__Records to use__:

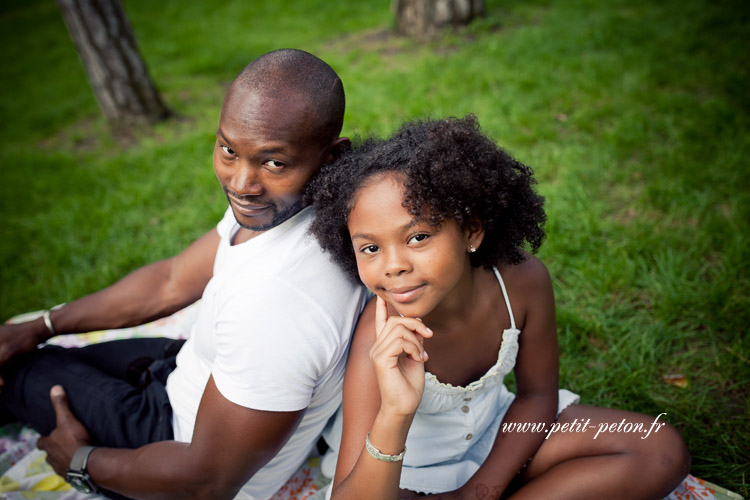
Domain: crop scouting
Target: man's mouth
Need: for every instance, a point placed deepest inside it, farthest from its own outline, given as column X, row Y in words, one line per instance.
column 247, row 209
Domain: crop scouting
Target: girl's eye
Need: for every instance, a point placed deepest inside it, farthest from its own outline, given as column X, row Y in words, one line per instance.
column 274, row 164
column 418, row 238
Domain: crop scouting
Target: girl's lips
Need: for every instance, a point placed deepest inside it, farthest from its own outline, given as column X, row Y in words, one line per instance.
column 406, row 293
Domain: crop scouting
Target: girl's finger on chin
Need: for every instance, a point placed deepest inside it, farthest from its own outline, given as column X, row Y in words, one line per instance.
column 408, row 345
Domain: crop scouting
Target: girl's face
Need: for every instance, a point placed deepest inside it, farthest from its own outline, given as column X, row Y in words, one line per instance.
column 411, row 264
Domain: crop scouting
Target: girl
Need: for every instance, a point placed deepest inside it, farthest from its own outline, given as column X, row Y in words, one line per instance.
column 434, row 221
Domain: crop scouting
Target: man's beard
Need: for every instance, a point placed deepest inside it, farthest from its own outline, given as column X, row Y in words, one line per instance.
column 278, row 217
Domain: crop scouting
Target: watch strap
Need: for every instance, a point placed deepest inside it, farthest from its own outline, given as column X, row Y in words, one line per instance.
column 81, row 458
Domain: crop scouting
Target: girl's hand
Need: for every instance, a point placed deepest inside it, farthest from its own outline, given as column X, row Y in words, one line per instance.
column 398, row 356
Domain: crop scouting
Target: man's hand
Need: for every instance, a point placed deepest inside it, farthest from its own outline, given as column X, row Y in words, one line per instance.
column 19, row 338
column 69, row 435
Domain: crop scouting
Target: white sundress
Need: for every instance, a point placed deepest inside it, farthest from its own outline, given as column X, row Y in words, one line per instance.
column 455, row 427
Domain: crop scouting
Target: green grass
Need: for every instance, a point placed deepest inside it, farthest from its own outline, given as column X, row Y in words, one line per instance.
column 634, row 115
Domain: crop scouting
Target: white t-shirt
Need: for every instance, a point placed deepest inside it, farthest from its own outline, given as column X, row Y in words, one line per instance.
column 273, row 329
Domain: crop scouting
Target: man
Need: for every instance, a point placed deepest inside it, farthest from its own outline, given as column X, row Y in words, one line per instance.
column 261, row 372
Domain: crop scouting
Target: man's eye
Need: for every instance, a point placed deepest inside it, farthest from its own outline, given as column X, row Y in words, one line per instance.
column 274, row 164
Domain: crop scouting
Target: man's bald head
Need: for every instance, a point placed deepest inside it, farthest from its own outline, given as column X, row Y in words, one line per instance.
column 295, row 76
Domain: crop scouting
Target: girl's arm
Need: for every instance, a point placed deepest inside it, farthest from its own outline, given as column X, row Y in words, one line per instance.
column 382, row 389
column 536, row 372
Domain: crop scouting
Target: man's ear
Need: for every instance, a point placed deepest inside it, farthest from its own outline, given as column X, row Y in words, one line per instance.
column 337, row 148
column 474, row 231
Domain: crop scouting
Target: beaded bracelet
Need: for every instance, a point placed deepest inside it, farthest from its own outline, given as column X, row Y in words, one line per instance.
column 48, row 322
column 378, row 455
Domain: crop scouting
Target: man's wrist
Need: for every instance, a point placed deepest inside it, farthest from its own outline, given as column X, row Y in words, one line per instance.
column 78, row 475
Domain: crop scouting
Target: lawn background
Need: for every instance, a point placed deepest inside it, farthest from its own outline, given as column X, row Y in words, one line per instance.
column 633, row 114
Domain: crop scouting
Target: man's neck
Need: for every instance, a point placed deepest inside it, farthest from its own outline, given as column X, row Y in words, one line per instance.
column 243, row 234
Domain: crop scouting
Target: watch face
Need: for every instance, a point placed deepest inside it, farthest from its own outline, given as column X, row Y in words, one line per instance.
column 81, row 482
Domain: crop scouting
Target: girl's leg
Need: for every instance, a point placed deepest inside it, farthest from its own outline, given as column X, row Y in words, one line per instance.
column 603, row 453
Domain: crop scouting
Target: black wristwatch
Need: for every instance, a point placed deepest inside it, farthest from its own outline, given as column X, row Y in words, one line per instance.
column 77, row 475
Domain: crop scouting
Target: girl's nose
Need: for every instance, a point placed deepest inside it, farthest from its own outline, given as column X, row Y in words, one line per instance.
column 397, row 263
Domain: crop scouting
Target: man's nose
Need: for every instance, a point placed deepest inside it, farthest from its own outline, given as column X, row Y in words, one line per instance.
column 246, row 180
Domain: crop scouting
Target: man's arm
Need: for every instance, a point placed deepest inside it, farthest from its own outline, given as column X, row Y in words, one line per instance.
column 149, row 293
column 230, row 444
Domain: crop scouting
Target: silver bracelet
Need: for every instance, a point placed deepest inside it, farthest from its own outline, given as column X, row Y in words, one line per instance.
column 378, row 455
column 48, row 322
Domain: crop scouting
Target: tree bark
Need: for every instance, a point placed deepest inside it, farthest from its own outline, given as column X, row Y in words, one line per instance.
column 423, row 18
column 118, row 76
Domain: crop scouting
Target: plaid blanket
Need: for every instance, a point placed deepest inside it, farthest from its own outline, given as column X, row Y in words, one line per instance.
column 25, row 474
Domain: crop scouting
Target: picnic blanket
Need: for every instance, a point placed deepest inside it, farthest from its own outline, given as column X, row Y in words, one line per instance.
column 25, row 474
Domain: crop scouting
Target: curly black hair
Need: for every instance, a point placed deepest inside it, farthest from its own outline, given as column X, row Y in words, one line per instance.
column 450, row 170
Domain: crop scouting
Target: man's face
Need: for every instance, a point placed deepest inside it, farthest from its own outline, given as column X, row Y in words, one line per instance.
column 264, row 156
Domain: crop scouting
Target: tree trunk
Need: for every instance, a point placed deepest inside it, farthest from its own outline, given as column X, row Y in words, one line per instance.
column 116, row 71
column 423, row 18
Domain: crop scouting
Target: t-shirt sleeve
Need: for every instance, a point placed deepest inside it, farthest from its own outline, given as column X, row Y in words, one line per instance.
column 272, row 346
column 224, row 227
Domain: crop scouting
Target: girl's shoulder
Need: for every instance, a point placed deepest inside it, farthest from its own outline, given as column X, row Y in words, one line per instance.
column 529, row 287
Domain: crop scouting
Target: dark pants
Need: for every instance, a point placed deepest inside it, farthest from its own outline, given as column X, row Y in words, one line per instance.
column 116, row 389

__Aim__: Give back every one of the entries above word for word, leaving out the pictures.

__Output of the exercise__:
Domain: crop scouting
Target: man's mouth
Need: for every instance, a point placed deepest inside it, farthest from its own outline, given as column X, row Y in words, one line per instance.
column 247, row 209
Domain: crop scouting
Target: girl's eye
Need: for every instance, a point placed deepest inside it, farthest from its own outline, given as column X, row Y in words, one line per instance.
column 274, row 164
column 418, row 238
Domain: crop scouting
Target: girl's lips
Need: for every instance, a point placed deepest inside it, farthest from its own outline, given as column X, row Y in words, one line per instance.
column 406, row 293
Domain: crop scouting
Target: girl's finger on chin
Need: for every instance, a point placed deepest inside it, farthest from its own outline, given as column X, row Y in words, one line per instance.
column 408, row 345
Domain: crop scouting
Target: girl's face
Need: for every instance, a point placed deepest inside it, farthest from its own outline, given as column X, row Y in words, one line per instance.
column 411, row 264
Domain: crop scouting
Target: girl
Need: for every instance, a point placed deepest inside it, farthest from its own outline, given as column X, row Y in words, one line per instance.
column 434, row 221
Domain: crop scouting
Target: man's beard
Need: for every instance, a point placed deepest inside it, farthest from its own outline, given as column X, row Y in words, one line per instance.
column 278, row 217
Domain: crop scouting
Target: watch strap
Need: for every instance, a point placed deepest inside it, farthest from its own outline, given as column X, row Y in words, one line per instance.
column 81, row 458
Domain: crop scouting
Target: girl's hand
Need: for every instance, a point placed deepest inside it, farthest from its own outline, given as column X, row Y in words, one line per instance.
column 398, row 356
Domain: crop scouting
Target: man's hand
Need: for every instance, a point placed deepest inside it, farthest from its own outline, given as column X, row Y in words, one line per instance.
column 19, row 338
column 69, row 435
Domain: crop scouting
Target: white sundress
Need: for every instance, a point placed deepest inside it, farthest from its own outline, given as column X, row Y in words, one line per instance.
column 455, row 427
Domain: crop scouting
Target: green grass
Need: for every instance, a point placed deepest inside it, farthest from its own outline, given as column X, row Y in words, one line per instance.
column 634, row 115
Domain: crop scouting
Target: white t-shirt
Need: for every instance, a point placed deepest inside it, farthest from its own outline, given as column X, row Y in words, one line per instance.
column 273, row 329
Domain: crop scouting
Target: man
Need: for every instance, a point placed deepest inside it, farthest from its own outline, given as column X, row Y in words, one line per instance.
column 261, row 372
Domain: crop scouting
Target: man's eye
Need: for every instance, a point placed deepest inside it, farthest from its own outline, given as column X, row Y in words, one line per instance.
column 274, row 164
Domain: crop scouting
Target: man's bald head
Need: for every instance, a point placed deepest inside it, farthest from its own outline, given as column X, row Y in words, one line per instance.
column 295, row 76
Domain: crop scouting
Target: girl's arm
Need: for every instance, a point placed deepest inside it, farthest from its own outline, given as column X, row Y in words, one line per instance.
column 382, row 389
column 536, row 372
Domain: crop scouting
Target: man's ear
Need: for every instance, a point placed deepest inside it, farthest from its own outline, given as column X, row Y in words, one line per instance.
column 337, row 148
column 474, row 231
Domain: crop scouting
Target: beaded bracelet
Need: for every instance, a point placed deepest inside it, farthest from its own outline, given as column X, row Y in words, one line per instance.
column 48, row 322
column 378, row 455
Domain: crop scouting
Target: man's wrist
Need: for every instance, a point placed deepest inside it, farthest from its own outline, given as column X, row Y in words, one line per instance.
column 78, row 475
Domain: crop scouting
Target: lawn background
Need: for every instance, a point placed deepest inside it, farthest from its own outline, given as column X, row Y in words, one line per instance.
column 633, row 114
Domain: crop scouting
Target: man's neck
Need: for every instance, a point placed deepest inside it, farthest from its own outline, given as column X, row Y in words, one line per instance.
column 243, row 234
Domain: crop scouting
Target: watch face
Need: for every instance, a point placed deepest inside it, farthest from its own outline, given as column X, row Y in words, one line per instance.
column 81, row 482
Domain: crop scouting
Target: girl's leg
Need: for every instance, a point placed deepest inside it, farthest from its own outline, given as column X, row Y in words, one line per instance.
column 603, row 453
Domain: crop scouting
Target: black wristwatch
Need: for every instance, a point placed deepest inside it, farthest from its own outline, given as column X, row Y in words, one line per instance.
column 77, row 475
Domain: crop scouting
Target: girl's nose
Need: for every instance, a point placed deepest inside it, farthest from its own outline, given as column X, row Y in words, one line per instance.
column 397, row 263
Domain: crop scouting
Target: man's nose
Need: for every instance, a point placed deepest inside it, farthest from its own outline, given as column X, row Y in words, one line per instance.
column 246, row 180
Domain: crop scouting
Target: man's arm
Need: for every instance, a point placed deepest inside it, farthest from its own outline, given as column X, row Y in words, one line per instance.
column 149, row 293
column 230, row 444
Domain: crop scouting
Target: silver bracelet
Need: for every instance, a point placed deepest inside it, farthest from its own outline, given as column X, row Y in words, one line per instance.
column 378, row 455
column 48, row 322
Domain: crop scouting
Target: tree bark
Need: for every instance, a point placed deepest inside it, farthest from its own outline, given as column X, row Y in words, one line per instance.
column 423, row 18
column 118, row 76
Domain: crop scouting
Target: plaid blanket
Need: for every instance, a point placed deepest inside it, farthest from its own outline, given as column X, row Y in words, one line per instance.
column 25, row 474
Domain: crop scouting
Target: picnic blanket
Need: for every instance, a point placed deepest inside it, farthest from its own outline, given as column X, row Y in words, one line per instance.
column 25, row 474
Domain: crop scouting
Target: curly black hair
Need: for every instance, a point placed deepest inside it, farthest from its own outline, given as column X, row Y in words, one line per instance.
column 450, row 170
Domain: crop scouting
Target: man's face
Need: for every instance, a point placed deepest inside it, farthest from its own outline, given as column X, row Y in words, one line per instance.
column 264, row 156
Domain: crop scouting
Target: tree trunk
Need: for every instance, a point placed deepest inside it, farthest from its own outline, given as column X, row Y in words, one line per instance.
column 116, row 71
column 423, row 18
Domain: crop scouting
Target: t-shirt sleeve
Need: for every instance, a point placed deepest inside it, farthest from its own outline, given as column X, row Y in words, one line per instance.
column 272, row 346
column 224, row 227
Domain: crop scouting
Target: girl's shoulder
Need: for every instance, a point placed deepest inside it, farthest from its own outline, given as column X, row Y in words, one line per instance.
column 529, row 287
Domain: crop scouting
Target: dark pants
Need: for every instance, a point placed deepest inside it, farthest from its own outline, given as column X, row Y in words, one line per instance.
column 116, row 389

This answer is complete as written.